What you are asked to do:
Retype each record shown below, leaving every character as it is.

:: The data

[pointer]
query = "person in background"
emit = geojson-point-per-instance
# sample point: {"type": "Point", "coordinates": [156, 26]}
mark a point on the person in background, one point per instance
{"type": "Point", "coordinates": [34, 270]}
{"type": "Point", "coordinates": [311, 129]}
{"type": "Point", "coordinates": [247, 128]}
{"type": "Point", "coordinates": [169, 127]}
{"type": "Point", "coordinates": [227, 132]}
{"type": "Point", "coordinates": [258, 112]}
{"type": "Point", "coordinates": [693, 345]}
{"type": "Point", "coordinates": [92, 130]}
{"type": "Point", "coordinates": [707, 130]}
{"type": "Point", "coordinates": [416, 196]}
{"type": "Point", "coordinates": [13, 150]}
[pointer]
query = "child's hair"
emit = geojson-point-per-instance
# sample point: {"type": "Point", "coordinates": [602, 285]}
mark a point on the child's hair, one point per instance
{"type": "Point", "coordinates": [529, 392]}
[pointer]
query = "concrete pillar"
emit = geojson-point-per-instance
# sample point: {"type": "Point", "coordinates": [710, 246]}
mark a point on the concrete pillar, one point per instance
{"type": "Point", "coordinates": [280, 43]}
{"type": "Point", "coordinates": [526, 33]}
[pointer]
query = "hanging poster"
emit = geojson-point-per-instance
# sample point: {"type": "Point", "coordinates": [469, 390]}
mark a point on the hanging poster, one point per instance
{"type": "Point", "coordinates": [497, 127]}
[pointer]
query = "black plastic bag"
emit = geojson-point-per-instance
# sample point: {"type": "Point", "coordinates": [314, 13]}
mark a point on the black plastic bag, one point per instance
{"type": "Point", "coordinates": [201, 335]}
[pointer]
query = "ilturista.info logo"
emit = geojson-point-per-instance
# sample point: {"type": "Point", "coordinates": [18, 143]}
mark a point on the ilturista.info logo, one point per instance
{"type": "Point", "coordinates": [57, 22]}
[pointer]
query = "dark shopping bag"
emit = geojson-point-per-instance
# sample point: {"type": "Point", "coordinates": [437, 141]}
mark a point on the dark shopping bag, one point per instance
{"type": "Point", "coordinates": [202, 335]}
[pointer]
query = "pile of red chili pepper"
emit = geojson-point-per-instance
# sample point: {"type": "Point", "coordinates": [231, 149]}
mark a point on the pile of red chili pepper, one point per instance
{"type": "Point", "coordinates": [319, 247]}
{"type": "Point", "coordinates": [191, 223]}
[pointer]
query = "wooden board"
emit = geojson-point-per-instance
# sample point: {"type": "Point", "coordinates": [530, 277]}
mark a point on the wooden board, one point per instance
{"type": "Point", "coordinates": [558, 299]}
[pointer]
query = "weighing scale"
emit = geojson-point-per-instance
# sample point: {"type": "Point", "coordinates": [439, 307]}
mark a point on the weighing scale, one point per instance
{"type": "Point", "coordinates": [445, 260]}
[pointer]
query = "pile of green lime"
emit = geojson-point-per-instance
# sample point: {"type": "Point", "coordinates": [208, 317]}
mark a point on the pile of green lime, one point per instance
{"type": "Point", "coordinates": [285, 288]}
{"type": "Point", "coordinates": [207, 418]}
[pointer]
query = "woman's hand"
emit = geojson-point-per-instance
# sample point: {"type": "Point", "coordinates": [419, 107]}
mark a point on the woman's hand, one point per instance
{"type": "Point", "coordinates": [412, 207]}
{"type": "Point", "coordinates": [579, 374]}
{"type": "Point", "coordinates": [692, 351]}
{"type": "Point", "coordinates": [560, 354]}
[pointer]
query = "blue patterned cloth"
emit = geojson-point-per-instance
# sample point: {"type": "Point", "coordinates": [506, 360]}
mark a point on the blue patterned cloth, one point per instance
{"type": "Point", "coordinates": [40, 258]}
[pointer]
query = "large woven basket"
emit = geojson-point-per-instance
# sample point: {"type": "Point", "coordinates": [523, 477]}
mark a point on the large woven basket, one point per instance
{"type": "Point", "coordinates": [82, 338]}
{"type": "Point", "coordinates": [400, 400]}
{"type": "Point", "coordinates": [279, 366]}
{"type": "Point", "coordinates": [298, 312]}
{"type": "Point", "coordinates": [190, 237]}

::::

Final result:
[pointer]
query = "person in background"
emit = geojson-point-per-instance
# sample point: {"type": "Point", "coordinates": [156, 26]}
mark a point on the person in background, one point per instance
{"type": "Point", "coordinates": [34, 270]}
{"type": "Point", "coordinates": [311, 129]}
{"type": "Point", "coordinates": [247, 128]}
{"type": "Point", "coordinates": [169, 127]}
{"type": "Point", "coordinates": [227, 132]}
{"type": "Point", "coordinates": [258, 112]}
{"type": "Point", "coordinates": [693, 345]}
{"type": "Point", "coordinates": [92, 130]}
{"type": "Point", "coordinates": [707, 130]}
{"type": "Point", "coordinates": [416, 196]}
{"type": "Point", "coordinates": [13, 150]}
[pointer]
query = "child's hair"
emit = geojson-point-per-instance
# sample point: {"type": "Point", "coordinates": [602, 285]}
mark a point on the child's hair, one point per instance
{"type": "Point", "coordinates": [529, 392]}
[pointer]
query = "concrete pillar"
emit = geojson-point-per-instance
# sample point: {"type": "Point", "coordinates": [710, 246]}
mark a point on the concrete pillar, one point per instance
{"type": "Point", "coordinates": [280, 43]}
{"type": "Point", "coordinates": [526, 33]}
[pointer]
query = "hanging poster"
emit = geojson-point-per-instance
# sample point: {"type": "Point", "coordinates": [469, 390]}
mark a point on the hanging poster, one point per instance
{"type": "Point", "coordinates": [497, 127]}
[pointer]
query = "black plastic bag"
emit = geojson-point-per-instance
# sample point: {"type": "Point", "coordinates": [314, 13]}
mark a point on the black plastic bag, one point per instance
{"type": "Point", "coordinates": [201, 335]}
[pointer]
query = "ilturista.info logo"
emit = geojson-point-per-instance
# sample point: {"type": "Point", "coordinates": [18, 143]}
mark a point on the ilturista.info logo, one point per instance
{"type": "Point", "coordinates": [57, 22]}
[pointer]
query = "dark shopping bag"
emit = geojson-point-per-instance
# sample point: {"type": "Point", "coordinates": [437, 141]}
mark a point on the dark shopping bag, one point per instance
{"type": "Point", "coordinates": [202, 335]}
[pointer]
query = "pile of red chili pepper"
emit = geojson-point-per-instance
# sample point: {"type": "Point", "coordinates": [231, 149]}
mark a point on the pile of red chili pepper, one point per instance
{"type": "Point", "coordinates": [319, 247]}
{"type": "Point", "coordinates": [191, 223]}
[pointer]
query = "wooden board"
emit = geojson-point-per-instance
# sample point: {"type": "Point", "coordinates": [530, 277]}
mark a point on the wooden board, one point per instance
{"type": "Point", "coordinates": [558, 299]}
[pointer]
query = "weighing scale"
emit = geojson-point-per-instance
# sample point: {"type": "Point", "coordinates": [439, 307]}
mark a point on the weighing scale, one point per instance
{"type": "Point", "coordinates": [445, 260]}
[pointer]
query = "pile of green lime"
emit = geojson-point-per-instance
# sample point: {"type": "Point", "coordinates": [208, 317]}
mark a point on the pile of green lime, one point per instance
{"type": "Point", "coordinates": [285, 288]}
{"type": "Point", "coordinates": [207, 418]}
[pointer]
query = "woman's hand"
emit = geojson-point-per-instance
# sample point: {"type": "Point", "coordinates": [419, 107]}
mark a point on the woman's hand, one point per instance
{"type": "Point", "coordinates": [412, 207]}
{"type": "Point", "coordinates": [579, 374]}
{"type": "Point", "coordinates": [692, 351]}
{"type": "Point", "coordinates": [560, 354]}
[pointer]
query = "blue patterned cloth"
emit = geojson-point-per-instance
# sample point: {"type": "Point", "coordinates": [506, 360]}
mark a point on the blue patterned cloth, one point per instance
{"type": "Point", "coordinates": [40, 258]}
[pointer]
query = "large woven basket"
emit = geojson-point-per-instance
# sample point: {"type": "Point", "coordinates": [523, 477]}
mark a point on the large woven basket, one point per instance
{"type": "Point", "coordinates": [82, 338]}
{"type": "Point", "coordinates": [400, 400]}
{"type": "Point", "coordinates": [279, 366]}
{"type": "Point", "coordinates": [298, 312]}
{"type": "Point", "coordinates": [190, 237]}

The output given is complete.